_DOCUMENT EXTRACT_

- - -

With the eyes of the world on Detroit, old-line philanthropic organizations are leaping into the vacuum, joining forces to reinvent the city.
Instead of toiling earnestly in the background and writing checks, they're filling a void by deploying their combined clout of $30 billion in assets and decades of experience to build organizations, fund entrepreneurship and reshape the city and its schools.
They're bent on sparking transformation, their leaders say, rather than change by dribs and drabs, seizing on both opportunity and need.
"We can be a model of how to turn around a city and a region," said Carol Goss, president of the Detroit-based Skillman Foundation, which organized a proposed $200 million Detroit school intervention.
"This is a moment in time for Detroit," said Rip Rapson, who has reinvented the $3.1 billion Kresge Foundation to focus on Detroit's crisis. "How much time do we have? Maybe 18 months."
But if most hearts leap at the promise of help being provided to reimagine a more vibrant, economically viable Detroit, some city residents are alarmed by this emergent power shift.
They wonder whether foundations, with their wealth and the opportunity created by crisis, are reimagining themselves so completely they're becoming a fourth branch of government, reaching into city politics, land-use planning and Detroit public and charter schools in unprecedented ways.

- - -

_LISTING_
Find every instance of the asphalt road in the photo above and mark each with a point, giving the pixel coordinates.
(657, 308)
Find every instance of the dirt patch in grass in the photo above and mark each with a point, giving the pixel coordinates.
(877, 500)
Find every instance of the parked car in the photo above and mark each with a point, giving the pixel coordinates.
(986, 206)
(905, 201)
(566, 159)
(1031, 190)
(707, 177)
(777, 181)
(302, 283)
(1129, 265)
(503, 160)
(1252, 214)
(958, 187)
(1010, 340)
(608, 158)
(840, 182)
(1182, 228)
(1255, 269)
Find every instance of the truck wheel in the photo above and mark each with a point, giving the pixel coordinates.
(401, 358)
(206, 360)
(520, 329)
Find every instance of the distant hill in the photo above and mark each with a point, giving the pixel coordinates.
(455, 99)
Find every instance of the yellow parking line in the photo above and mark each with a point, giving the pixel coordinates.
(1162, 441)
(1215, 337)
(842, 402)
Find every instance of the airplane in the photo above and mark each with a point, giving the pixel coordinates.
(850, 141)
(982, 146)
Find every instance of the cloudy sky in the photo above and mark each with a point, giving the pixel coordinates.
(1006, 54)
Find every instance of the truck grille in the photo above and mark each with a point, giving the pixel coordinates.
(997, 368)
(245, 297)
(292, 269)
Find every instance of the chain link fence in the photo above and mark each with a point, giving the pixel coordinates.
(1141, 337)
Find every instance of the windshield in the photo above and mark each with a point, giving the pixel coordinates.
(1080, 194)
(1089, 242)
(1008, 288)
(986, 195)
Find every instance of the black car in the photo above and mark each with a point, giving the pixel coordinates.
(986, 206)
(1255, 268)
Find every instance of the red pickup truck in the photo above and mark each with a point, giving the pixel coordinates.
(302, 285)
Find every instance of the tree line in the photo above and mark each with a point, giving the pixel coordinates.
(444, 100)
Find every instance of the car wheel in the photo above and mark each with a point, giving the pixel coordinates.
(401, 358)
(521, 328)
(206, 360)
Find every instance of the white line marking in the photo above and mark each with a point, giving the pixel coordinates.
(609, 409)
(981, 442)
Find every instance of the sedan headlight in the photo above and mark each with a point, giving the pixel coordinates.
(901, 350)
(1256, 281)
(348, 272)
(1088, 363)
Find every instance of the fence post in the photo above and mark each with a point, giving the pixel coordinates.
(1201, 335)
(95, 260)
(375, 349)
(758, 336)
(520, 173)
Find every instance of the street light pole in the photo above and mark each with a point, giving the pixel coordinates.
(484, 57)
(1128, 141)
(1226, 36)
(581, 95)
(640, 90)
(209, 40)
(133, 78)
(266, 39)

- - -

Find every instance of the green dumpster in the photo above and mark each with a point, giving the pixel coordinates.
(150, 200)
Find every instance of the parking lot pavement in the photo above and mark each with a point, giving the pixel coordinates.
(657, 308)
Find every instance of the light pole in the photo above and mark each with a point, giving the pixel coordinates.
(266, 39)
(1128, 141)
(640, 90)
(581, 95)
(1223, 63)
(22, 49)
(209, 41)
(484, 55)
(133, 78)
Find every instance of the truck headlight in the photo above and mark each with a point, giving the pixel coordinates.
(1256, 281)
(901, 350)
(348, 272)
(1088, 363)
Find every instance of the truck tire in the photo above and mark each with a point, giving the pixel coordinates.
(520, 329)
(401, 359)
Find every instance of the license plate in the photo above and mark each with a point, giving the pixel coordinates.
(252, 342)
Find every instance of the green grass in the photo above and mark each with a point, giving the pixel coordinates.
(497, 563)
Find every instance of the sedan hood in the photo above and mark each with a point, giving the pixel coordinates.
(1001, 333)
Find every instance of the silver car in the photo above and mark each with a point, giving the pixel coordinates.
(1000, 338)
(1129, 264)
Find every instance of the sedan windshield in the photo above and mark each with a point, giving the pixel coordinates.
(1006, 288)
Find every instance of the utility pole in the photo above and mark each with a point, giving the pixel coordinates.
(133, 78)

- - -

_TASK INSTRUCTIONS_
1. List every dollar amount stated in the article on Detroit's foundations.
2. In the article on Detroit's foundations, begin at the words that start "With the eyes" and stop after "opportunity and need.". Give that passage again with "vacuum" replaced by "gap".

_EXPECTED RESULTS_
1. $30 billion, $200 million, $3.1 billion

2.
With the eyes of the world on Detroit, old-line philanthropic organizations are leaping into the gap, joining forces to reinvent the city.
Instead of toiling earnestly in the background and writing checks, they're filling a void by deploying their combined clout of $30 billion in assets and decades of experience to build organizations, fund entrepreneurship and reshape the city and its schools.
They're bent on sparking transformation, their leaders say, rather than change by dribs and drabs, seizing on both opportunity and need.